TASK DETAILS:
Repeat the entries below exactly, missing none.

════

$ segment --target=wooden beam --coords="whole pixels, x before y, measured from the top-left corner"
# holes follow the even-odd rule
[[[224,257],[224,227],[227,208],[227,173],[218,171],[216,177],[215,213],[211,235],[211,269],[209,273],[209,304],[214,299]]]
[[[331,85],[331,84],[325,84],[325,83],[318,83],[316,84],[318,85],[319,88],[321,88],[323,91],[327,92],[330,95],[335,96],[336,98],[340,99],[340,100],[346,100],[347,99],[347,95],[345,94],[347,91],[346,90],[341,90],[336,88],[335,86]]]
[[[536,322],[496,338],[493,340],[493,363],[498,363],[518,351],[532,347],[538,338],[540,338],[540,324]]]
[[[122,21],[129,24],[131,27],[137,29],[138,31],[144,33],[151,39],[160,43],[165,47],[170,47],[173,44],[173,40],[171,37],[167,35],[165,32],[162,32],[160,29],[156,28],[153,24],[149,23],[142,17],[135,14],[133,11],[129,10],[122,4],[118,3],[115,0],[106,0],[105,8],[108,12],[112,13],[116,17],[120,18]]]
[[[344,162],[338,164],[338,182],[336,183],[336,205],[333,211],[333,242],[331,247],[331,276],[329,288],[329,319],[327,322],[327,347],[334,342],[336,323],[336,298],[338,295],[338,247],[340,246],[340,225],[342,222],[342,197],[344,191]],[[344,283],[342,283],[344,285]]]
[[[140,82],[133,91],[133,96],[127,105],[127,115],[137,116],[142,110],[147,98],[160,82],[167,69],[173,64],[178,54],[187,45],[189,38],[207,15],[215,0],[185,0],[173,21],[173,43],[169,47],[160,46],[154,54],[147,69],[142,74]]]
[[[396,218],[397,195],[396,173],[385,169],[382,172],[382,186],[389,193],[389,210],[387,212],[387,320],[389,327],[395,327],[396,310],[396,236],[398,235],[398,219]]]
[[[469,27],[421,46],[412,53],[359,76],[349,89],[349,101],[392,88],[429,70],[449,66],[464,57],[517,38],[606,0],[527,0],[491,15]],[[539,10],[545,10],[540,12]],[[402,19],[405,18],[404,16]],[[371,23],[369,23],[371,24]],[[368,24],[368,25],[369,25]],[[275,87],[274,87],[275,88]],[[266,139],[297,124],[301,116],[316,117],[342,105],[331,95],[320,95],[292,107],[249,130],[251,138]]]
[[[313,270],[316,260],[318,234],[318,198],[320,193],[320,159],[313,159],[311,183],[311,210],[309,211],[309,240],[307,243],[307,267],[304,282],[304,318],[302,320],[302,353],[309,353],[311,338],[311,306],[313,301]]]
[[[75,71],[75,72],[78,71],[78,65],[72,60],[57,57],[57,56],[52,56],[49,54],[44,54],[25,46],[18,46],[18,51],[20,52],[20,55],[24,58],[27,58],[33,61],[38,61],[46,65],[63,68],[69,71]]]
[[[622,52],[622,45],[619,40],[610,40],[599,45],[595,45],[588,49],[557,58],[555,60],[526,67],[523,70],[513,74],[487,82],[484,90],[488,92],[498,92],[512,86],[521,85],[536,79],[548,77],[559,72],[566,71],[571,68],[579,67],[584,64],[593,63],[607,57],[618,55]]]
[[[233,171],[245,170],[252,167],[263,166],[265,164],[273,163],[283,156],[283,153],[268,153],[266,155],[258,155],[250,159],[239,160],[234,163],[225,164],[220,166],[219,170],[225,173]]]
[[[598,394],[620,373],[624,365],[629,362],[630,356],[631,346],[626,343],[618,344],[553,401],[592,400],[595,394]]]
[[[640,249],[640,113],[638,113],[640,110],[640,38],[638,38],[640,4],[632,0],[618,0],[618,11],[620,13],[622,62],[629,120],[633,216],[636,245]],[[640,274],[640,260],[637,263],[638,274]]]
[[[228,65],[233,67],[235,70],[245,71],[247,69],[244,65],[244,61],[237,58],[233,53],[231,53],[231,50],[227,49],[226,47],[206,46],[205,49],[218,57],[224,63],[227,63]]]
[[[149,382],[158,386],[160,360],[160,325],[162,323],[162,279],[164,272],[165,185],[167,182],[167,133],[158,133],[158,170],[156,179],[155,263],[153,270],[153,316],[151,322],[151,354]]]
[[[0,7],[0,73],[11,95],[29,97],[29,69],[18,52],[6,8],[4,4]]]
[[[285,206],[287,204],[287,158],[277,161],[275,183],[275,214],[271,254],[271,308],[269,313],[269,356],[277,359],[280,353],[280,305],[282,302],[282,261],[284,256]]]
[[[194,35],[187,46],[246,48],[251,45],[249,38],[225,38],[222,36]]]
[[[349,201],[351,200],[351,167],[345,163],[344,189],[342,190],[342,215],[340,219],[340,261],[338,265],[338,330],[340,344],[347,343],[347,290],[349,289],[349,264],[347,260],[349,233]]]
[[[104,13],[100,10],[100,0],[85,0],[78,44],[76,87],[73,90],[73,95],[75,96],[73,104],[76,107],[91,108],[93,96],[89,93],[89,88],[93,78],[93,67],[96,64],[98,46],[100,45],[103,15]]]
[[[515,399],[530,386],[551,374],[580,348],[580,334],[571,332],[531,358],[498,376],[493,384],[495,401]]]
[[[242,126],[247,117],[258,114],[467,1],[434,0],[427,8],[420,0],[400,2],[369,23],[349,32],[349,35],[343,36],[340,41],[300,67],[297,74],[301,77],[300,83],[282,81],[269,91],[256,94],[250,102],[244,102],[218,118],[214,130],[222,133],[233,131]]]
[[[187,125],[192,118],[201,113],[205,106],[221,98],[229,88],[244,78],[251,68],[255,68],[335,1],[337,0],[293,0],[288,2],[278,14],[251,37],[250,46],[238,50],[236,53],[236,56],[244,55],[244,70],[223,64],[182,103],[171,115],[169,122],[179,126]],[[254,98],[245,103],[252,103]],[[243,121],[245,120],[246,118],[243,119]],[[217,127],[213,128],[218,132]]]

════

WRITTEN SOLUTION:
$ segment --target=wooden beam --coords="whole pixels, x before y, measured from the top-left corner"
# holes follow the even-odd rule
[[[224,257],[224,227],[227,208],[227,173],[218,171],[216,177],[215,213],[211,235],[211,269],[209,273],[209,304],[214,299]]]
[[[331,85],[331,84],[325,84],[325,83],[318,83],[316,84],[318,85],[319,88],[321,88],[323,91],[327,92],[330,95],[335,96],[336,98],[340,99],[340,100],[346,100],[347,99],[347,95],[345,94],[347,91],[346,90],[341,90],[336,88],[335,86]]]
[[[536,322],[496,338],[493,340],[493,363],[498,363],[518,351],[532,347],[538,338],[540,338],[540,324]]]
[[[122,21],[129,24],[131,27],[137,29],[138,31],[144,33],[151,39],[160,43],[165,47],[170,47],[173,44],[173,40],[171,37],[167,35],[165,32],[162,32],[160,29],[156,28],[153,24],[149,23],[142,17],[135,14],[133,11],[129,10],[122,4],[118,3],[115,0],[106,0],[105,8],[108,12],[112,13],[116,17],[120,18]]]
[[[344,162],[338,164],[338,182],[336,183],[336,205],[333,211],[333,242],[331,247],[331,276],[329,288],[329,319],[327,322],[327,347],[334,342],[336,323],[336,298],[338,295],[338,247],[340,246],[340,225],[342,222],[342,197],[344,191]],[[344,283],[342,283],[344,285]]]
[[[140,82],[133,91],[133,96],[127,105],[127,115],[137,116],[142,110],[147,98],[160,82],[167,69],[173,64],[178,54],[187,45],[189,38],[207,15],[215,0],[185,0],[173,21],[173,43],[169,47],[160,46],[154,54],[147,69],[142,74]]]
[[[396,218],[397,195],[396,173],[385,169],[382,172],[382,186],[389,193],[389,210],[387,212],[387,320],[389,327],[395,327],[396,310],[396,236],[398,235],[398,219]]]
[[[469,27],[421,46],[412,53],[359,76],[349,89],[349,101],[392,88],[429,70],[449,66],[464,57],[517,38],[606,0],[527,0],[491,15]],[[539,10],[545,10],[540,12]],[[402,19],[405,18],[404,16]],[[371,23],[369,23],[371,24]],[[368,24],[368,25],[369,25]],[[275,87],[274,87],[275,88]],[[266,139],[297,124],[301,116],[316,117],[342,105],[331,95],[320,95],[292,107],[249,130],[251,138]]]
[[[313,270],[316,260],[318,234],[318,198],[320,193],[320,159],[313,159],[311,183],[311,210],[309,211],[309,240],[307,243],[307,267],[304,282],[304,318],[302,320],[302,353],[309,353],[311,338],[311,306],[313,301]]]
[[[75,71],[75,72],[78,71],[78,65],[72,60],[57,57],[57,56],[52,56],[49,54],[44,54],[25,46],[18,46],[18,51],[20,52],[20,55],[24,58],[27,58],[33,61],[38,61],[46,65],[63,68],[69,71]]]
[[[622,52],[622,45],[619,40],[610,40],[599,45],[595,45],[588,49],[557,58],[555,60],[526,67],[523,70],[513,74],[487,82],[484,90],[488,92],[498,92],[512,86],[521,85],[536,79],[548,77],[559,72],[566,71],[571,68],[579,67],[584,64],[593,63],[607,57],[618,55]]]
[[[233,171],[245,170],[252,167],[263,166],[265,164],[273,163],[283,156],[283,153],[268,153],[266,155],[258,155],[250,159],[239,160],[234,163],[225,164],[220,166],[219,170],[225,173]]]
[[[598,394],[620,373],[624,365],[629,362],[630,356],[631,346],[626,343],[618,344],[553,401],[592,400],[595,394]]]
[[[640,249],[640,113],[638,113],[640,110],[640,38],[638,38],[640,4],[632,0],[618,0],[618,11],[620,13],[622,62],[629,120],[633,216],[636,245]],[[640,274],[640,260],[637,263],[638,274]]]
[[[228,65],[233,67],[235,70],[245,71],[247,69],[244,65],[244,61],[237,58],[233,53],[231,53],[231,50],[227,49],[226,47],[206,46],[205,49],[218,57],[224,63],[227,63]]]
[[[149,382],[158,386],[160,360],[160,325],[162,323],[162,279],[164,272],[165,185],[167,182],[167,133],[158,133],[158,170],[156,179],[155,263],[153,270],[153,316],[151,322],[151,354]]]
[[[0,7],[0,73],[11,95],[29,97],[29,69],[18,52],[6,8],[4,4]]]
[[[285,206],[287,204],[287,158],[277,161],[275,183],[275,214],[271,254],[271,308],[269,313],[269,356],[277,359],[280,353],[280,305],[282,302],[282,261],[284,256]]]
[[[194,35],[187,46],[246,48],[251,45],[249,38],[225,38],[222,36]]]
[[[349,201],[351,200],[351,167],[345,163],[344,189],[342,190],[342,215],[340,219],[340,261],[338,265],[338,330],[340,344],[347,343],[347,290],[349,289],[349,264],[347,260],[349,233]]]
[[[104,13],[100,10],[100,0],[85,0],[78,44],[76,87],[73,90],[73,95],[75,96],[73,104],[76,107],[91,108],[93,96],[89,93],[89,88],[93,78],[93,67],[96,64],[98,46],[100,45],[103,15]]]
[[[515,399],[530,386],[551,374],[580,348],[580,334],[571,332],[531,358],[498,376],[493,384],[495,401]]]
[[[242,126],[247,117],[258,114],[467,1],[434,0],[427,8],[420,0],[400,2],[369,23],[349,32],[349,35],[343,36],[340,41],[300,67],[297,74],[301,77],[300,83],[282,81],[269,91],[256,94],[250,102],[244,102],[218,118],[214,130],[222,133],[233,131]]]
[[[187,125],[192,118],[201,113],[205,106],[221,98],[229,88],[244,78],[251,68],[255,68],[335,1],[337,0],[293,0],[288,2],[278,14],[251,37],[250,46],[238,50],[236,53],[236,56],[244,55],[244,70],[223,64],[182,103],[171,115],[169,122],[179,126]],[[254,98],[245,103],[252,103]],[[243,121],[245,120],[246,118],[243,119]],[[217,127],[213,128],[218,132]]]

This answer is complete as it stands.